[PROVIDED MATERIAL — start]

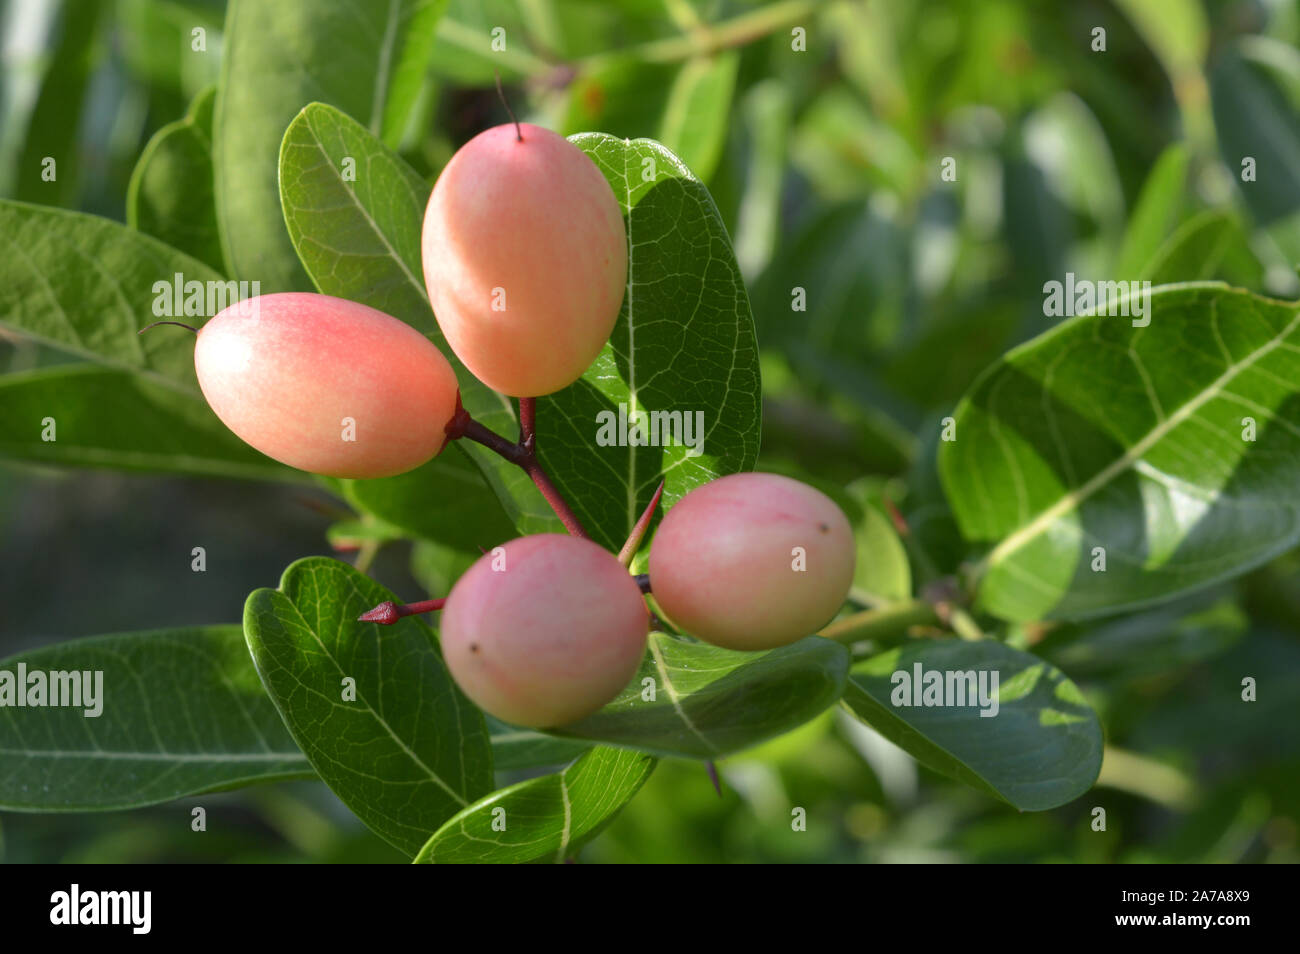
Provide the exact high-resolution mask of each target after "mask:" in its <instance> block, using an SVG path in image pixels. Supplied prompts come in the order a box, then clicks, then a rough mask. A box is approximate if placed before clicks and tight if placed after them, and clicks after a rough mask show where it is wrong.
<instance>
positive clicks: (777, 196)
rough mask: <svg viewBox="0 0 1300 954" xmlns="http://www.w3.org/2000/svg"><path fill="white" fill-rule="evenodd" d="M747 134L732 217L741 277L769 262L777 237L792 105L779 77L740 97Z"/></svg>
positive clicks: (784, 87)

[PROVIDED MATERIAL — finish]

• _YOUR TASK_
Lines containing the word "instance": say how many there are in the material, with no other text.

• _OUTPUT_
2